Similarly, the interaction between the N atom of the Asn73 peptide plane in the oxygen anion hole and the carbonyl oxygen atom in the thioester bond of the substrate may have also affected the activity. The average distances between these two atoms in the three complexes throughout the simulation were in the order of ‘TesA_C8-SNAC (1.2823 nm) > ‘TesAE142D/Y145G_C8-SNAC (0.8846 nm) > ‘TesAM141L/E142D/Y145G_C8-SNAC (0.6751 nm). The order of the binding free energy of Asn73 and the substrate was ‘TesA_C8-SNAC (−4.6137 kJ/mol) < ‘TesAE142D/Y145G_C8-SNAC (−6.5819kJ/mol) < ‘TesAM141L/E142D/Y145G_C8-SNAC (−10.0613kJ/mol).
4. Conclusions
In summary, we performed 200 ns MD simulations and MM/PBSA binding free energy calculations for six complexes formed by the wild-type ‘TesA and its mutants with substrates of different chain lengths and analyzed them in detail.
By conformational comparison, RMSF, PCA, secondary structure DSSP, hydrogen bonding and binding free energy analysis, it can be demonstrated that the increase in mutant residues caused the secondary structure of the protein mutation region to partially completely unwind from the α-helix into a flexible loop and to expand the mutation region. Affected by changes in the mutation region, the substrate tails gradually moved away from the mutation region in the long-chain complexes. In the double mutant complex, the substrate tail was close to loop107–113. In the triple mutant complex, the substrate tail even partially left the active pocket. In the medium-chain complexes, the substrate was close to the head switch loop and the tail mutation region in the wild-type and the double mutant because the substrate chain was shorter than the binding pocket. In the triple mutant, the complete unwinding of the helix in the mutant region resulted in an expansion of the range, such that the substrate chain was just the right length for the active pocket, and both ends of the substrate head and tail were in close proximity to the protein. When the substrate was used as the observation target, the substrates in ‘TesA_C16-SNAC and ‘TesAE142D/Y145G_C16-SNAC were in a more distorted high-energy conformation, and the remaining four were in a low-energy conformation. In the different complexes, the residues bound to the substrate were slightly different, but they were mainly concentrated in the oxygen anion hole (Asp9-Tyr15, Gly44-Thr46, Asn73-Gln80), the catalytic triad (Ser10, Asp154, His157), loop107–113 and the mutant region (Met141-Tyr146).

» DATASET EXTRACT
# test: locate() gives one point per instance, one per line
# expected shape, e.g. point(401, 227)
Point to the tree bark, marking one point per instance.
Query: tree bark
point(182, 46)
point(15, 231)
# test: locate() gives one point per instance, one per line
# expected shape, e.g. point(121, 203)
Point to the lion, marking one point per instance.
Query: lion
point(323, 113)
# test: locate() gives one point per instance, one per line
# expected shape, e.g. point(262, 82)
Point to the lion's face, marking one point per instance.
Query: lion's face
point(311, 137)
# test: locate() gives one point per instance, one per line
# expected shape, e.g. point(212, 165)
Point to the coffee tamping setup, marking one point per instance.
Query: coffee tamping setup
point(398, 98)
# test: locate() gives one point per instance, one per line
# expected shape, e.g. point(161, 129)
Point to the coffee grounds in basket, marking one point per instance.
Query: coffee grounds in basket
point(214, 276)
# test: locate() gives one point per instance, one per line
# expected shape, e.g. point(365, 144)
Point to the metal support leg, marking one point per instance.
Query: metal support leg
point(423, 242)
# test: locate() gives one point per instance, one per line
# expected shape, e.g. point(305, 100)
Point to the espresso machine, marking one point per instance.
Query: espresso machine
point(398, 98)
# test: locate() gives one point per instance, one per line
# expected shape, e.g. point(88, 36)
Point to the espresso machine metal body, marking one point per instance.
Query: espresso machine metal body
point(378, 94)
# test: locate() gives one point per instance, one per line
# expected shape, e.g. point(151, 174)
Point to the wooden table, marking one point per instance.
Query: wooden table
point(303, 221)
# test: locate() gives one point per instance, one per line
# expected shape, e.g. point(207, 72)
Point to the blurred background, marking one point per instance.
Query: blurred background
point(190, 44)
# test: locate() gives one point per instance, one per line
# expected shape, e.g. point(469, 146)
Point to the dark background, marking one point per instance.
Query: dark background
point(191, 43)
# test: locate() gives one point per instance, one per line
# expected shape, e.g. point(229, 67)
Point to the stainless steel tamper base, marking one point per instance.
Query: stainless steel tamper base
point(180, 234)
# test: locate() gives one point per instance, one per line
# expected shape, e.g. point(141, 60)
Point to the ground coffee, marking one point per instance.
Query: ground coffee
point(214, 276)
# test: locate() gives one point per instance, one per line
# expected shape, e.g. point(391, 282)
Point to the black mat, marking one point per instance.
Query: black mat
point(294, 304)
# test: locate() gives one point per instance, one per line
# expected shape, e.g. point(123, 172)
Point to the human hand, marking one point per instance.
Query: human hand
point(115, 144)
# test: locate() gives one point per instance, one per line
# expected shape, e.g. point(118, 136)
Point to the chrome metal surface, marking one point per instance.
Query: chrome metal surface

» WORK INSTRUCTION A
From the simulation excerpt, list every analysis named in the sentence that begins "By conformational comparison."
» WORK INSTRUCTION B
Reproduce the simulation excerpt, starting with "Similarly, the interaction" and going on through "them in detail.".

» ANSWER A
- Conformational comparison
- RMSF
- PCA
- Secondary structure DSSP
- Hydrogen bonding
- Binding free energy analysis

» ANSWER B
Similarly, the interaction between the N atom of the Asn73 peptide plane in the oxygen anion hole and the carbonyl oxygen atom in the thioester bond of the substrate may have also affected the activity. The average distances between these two atoms in the three complexes throughout the simulation were in the order of ‘TesA_C8-SNAC (1.2823 nm) > ‘TesAE142D/Y145G_C8-SNAC (0.8846 nm) > ‘TesAM141L/E142D/Y145G_C8-SNAC (0.6751 nm). The order of the binding free energy of Asn73 and the substrate was ‘TesA_C8-SNAC (−4.6137 kJ/mol) < ‘TesAE142D/Y145G_C8-SNAC (−6.5819kJ/mol) < ‘TesAM141L/E142D/Y145G_C8-SNAC (−10.0613kJ/mol).
4. Conclusions
In summary, we performed 200 ns MD simulations and MM/PBSA binding free energy calculations for six complexes formed by the wild-type ‘TesA and its mutants with substrates of different chain lengths and analyzed them in detail.